-- START SOURCE DATA --

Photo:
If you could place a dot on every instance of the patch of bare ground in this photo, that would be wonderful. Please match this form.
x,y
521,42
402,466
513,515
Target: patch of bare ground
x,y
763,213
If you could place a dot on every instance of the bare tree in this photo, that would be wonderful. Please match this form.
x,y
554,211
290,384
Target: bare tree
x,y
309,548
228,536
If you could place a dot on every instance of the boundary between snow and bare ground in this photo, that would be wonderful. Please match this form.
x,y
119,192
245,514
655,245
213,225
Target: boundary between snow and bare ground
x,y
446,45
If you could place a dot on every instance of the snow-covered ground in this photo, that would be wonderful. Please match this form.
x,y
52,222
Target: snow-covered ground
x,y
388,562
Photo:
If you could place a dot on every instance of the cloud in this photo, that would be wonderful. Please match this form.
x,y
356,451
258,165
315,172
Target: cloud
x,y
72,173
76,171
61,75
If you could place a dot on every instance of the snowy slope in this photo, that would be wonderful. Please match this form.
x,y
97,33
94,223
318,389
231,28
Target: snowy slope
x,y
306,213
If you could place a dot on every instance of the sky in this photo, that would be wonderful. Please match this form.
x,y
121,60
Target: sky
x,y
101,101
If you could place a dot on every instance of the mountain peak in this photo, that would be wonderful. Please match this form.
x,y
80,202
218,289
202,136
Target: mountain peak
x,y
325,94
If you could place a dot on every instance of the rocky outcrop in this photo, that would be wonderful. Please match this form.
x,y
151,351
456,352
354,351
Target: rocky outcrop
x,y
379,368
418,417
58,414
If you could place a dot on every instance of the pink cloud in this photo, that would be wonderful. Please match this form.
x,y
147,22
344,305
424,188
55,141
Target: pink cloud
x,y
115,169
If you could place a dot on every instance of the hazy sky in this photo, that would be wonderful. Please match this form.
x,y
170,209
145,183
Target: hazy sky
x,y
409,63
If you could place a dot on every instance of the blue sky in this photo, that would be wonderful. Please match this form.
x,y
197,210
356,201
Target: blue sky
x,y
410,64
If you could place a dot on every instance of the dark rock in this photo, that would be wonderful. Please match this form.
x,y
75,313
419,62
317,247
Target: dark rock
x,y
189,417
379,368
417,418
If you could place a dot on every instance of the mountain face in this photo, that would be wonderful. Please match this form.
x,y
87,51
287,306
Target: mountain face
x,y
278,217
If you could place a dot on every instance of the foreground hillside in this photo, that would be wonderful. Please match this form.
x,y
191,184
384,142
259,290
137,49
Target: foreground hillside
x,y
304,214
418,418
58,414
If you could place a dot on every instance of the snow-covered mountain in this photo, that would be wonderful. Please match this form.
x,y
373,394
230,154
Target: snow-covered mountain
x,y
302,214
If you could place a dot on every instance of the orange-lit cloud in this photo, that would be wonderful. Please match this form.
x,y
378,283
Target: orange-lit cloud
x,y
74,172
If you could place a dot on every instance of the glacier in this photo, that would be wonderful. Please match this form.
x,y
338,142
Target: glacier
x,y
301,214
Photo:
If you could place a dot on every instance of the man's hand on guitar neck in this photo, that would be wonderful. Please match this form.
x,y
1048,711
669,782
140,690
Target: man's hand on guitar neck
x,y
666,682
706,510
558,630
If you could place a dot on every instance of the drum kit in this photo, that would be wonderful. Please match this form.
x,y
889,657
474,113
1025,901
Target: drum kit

-- END SOURCE DATA --

Render every line of the listing above as a Markdown table with the columns "Row" and "Line". Number the rows in order and leave out blank lines.

| Row | Line |
|---|---|
| 1 | Photo: |
| 2 | If you could place a dot on every instance of the patch of bare ground in this photo, that would be wonderful. Please match this form. |
| 3 | x,y |
| 4 | 521,42 |
| 5 | 402,466 |
| 6 | 513,515 |
| 7 | Target: patch of bare ground |
| 8 | x,y |
| 9 | 763,213 |
| 10 | If you could place a dot on every instance of the bare tree in this photo, that would be wonderful. Please match this form. |
| 11 | x,y |
| 12 | 554,211 |
| 13 | 290,384 |
| 14 | Target: bare tree |
| 15 | x,y |
| 16 | 309,548 |
| 17 | 228,536 |
| 18 | If you could place a dot on every instance of the boundary between snow and bare ground in this photo, that would be wonderful. Please match this form. |
| 19 | x,y |
| 20 | 119,192 |
| 21 | 245,514 |
| 22 | 655,245 |
| 23 | 213,225 |
| 24 | Target: boundary between snow and bare ground |
| 25 | x,y |
| 26 | 446,45 |
| 27 | If you could place a dot on every instance of the snow-covered ground in this photo, that would be wonderful. Please match this form. |
| 28 | x,y |
| 29 | 52,222 |
| 30 | Target: snow-covered ground |
| 31 | x,y |
| 32 | 388,562 |
| 33 | Photo: |
| 34 | If you could place a dot on every instance of the cloud in this photo, that would be wonderful. Please match this form. |
| 35 | x,y |
| 36 | 356,451 |
| 37 | 258,165 |
| 38 | 315,172 |
| 39 | Target: cloud |
| 40 | x,y |
| 41 | 72,173 |
| 42 | 76,171 |
| 43 | 61,75 |
| 44 | If you could place a dot on every instance of the snowy slope in this photo, that would be wonderful. Please match this form. |
| 45 | x,y |
| 46 | 97,33 |
| 47 | 94,223 |
| 48 | 318,389 |
| 49 | 231,28 |
| 50 | Target: snowy slope |
| 51 | x,y |
| 52 | 306,213 |
| 53 | If you could place a dot on every instance of the sky in this photo, that would be wonderful. Please match this form. |
| 54 | x,y |
| 55 | 121,60 |
| 56 | Target: sky |
| 57 | x,y |
| 58 | 101,101 |
| 59 | If you could place a dot on every instance of the mountain peak in this photo, that would be wonderful. Please match this form. |
| 60 | x,y |
| 61 | 80,202 |
| 62 | 218,289 |
| 63 | 202,136 |
| 64 | Target: mountain peak |
| 65 | x,y |
| 66 | 325,94 |
| 67 | If you could place a dot on every instance of the rocky outcrop in this photo, that would be wonderful. Please match this form. |
| 68 | x,y |
| 69 | 151,351 |
| 70 | 456,352 |
| 71 | 354,351 |
| 72 | Target: rocky outcrop |
| 73 | x,y |
| 74 | 379,368 |
| 75 | 418,417 |
| 76 | 58,414 |
| 77 | If you could place a dot on every instance of the pink cloud in this photo, that would be wonderful. Please match this form. |
| 78 | x,y |
| 79 | 147,22 |
| 80 | 344,305 |
| 81 | 424,188 |
| 82 | 55,141 |
| 83 | Target: pink cloud |
| 84 | x,y |
| 85 | 115,169 |
| 86 | If you could place a dot on every instance of the hazy sky in this photo, that would be wonderful. Please match this form. |
| 87 | x,y |
| 88 | 170,209 |
| 89 | 145,183 |
| 90 | Target: hazy sky |
| 91 | x,y |
| 92 | 409,63 |
| 93 | If you could place a dot on every instance of the blue sky in this photo, that would be wonderful. Please match this form. |
| 94 | x,y |
| 95 | 197,210 |
| 96 | 356,201 |
| 97 | Target: blue sky |
| 98 | x,y |
| 99 | 410,64 |
| 100 | If you could place a dot on every instance of the dark rock in this photo, that would be wonderful. Please match this form. |
| 101 | x,y |
| 102 | 75,313 |
| 103 | 419,62 |
| 104 | 317,247 |
| 105 | Target: dark rock |
| 106 | x,y |
| 107 | 189,417 |
| 108 | 379,368 |
| 109 | 417,418 |
| 110 | If you could place a dot on every instance of the mountain face in this photo, that would be wonderful. Please match this form. |
| 111 | x,y |
| 112 | 87,51 |
| 113 | 287,306 |
| 114 | Target: mountain face |
| 115 | x,y |
| 116 | 278,217 |
| 117 | If you could place a dot on every instance of the foreground hillside in this photo, that would be wonderful. Please match this form. |
| 118 | x,y |
| 119 | 191,184 |
| 120 | 384,142 |
| 121 | 259,290 |
| 122 | 137,49 |
| 123 | Target: foreground hillside |
| 124 | x,y |
| 125 | 304,214 |
| 126 | 418,418 |
| 127 | 58,414 |
| 128 | If you could place a dot on every instance of the snow-covered mountain in this photo, that would be wonderful. Please match this form. |
| 129 | x,y |
| 130 | 373,394 |
| 131 | 230,154 |
| 132 | Target: snow-covered mountain |
| 133 | x,y |
| 134 | 302,214 |
| 135 | If you could place a dot on every instance of the orange-lit cloud in this photo, that would be wonderful. Please match this form. |
| 136 | x,y |
| 137 | 378,283 |
| 138 | Target: orange-lit cloud |
| 139 | x,y |
| 140 | 74,172 |
| 141 | If you could place a dot on every instance of the glacier in this photo, that would be wonderful. Please match this form. |
| 142 | x,y |
| 143 | 338,142 |
| 144 | Target: glacier |
| 145 | x,y |
| 146 | 301,214 |
| 147 | Photo: |
| 148 | If you could place a dot on every instance of the man's hand on guitar neck in this photo, that would be wonderful. Please match this form. |
| 149 | x,y |
| 150 | 1048,711 |
| 151 | 669,782 |
| 152 | 140,690 |
| 153 | Target: man's hand on guitar neck |
| 154 | x,y |
| 155 | 666,682 |
| 156 | 706,510 |
| 157 | 558,630 |
| 158 | If you could place a dot on every instance of the drum kit in this photo, that would be wonderful. Please match this form. |
| 159 | x,y |
| 160 | 889,657 |
| 161 | 474,113 |
| 162 | 1025,901 |
| 163 | Target: drum kit |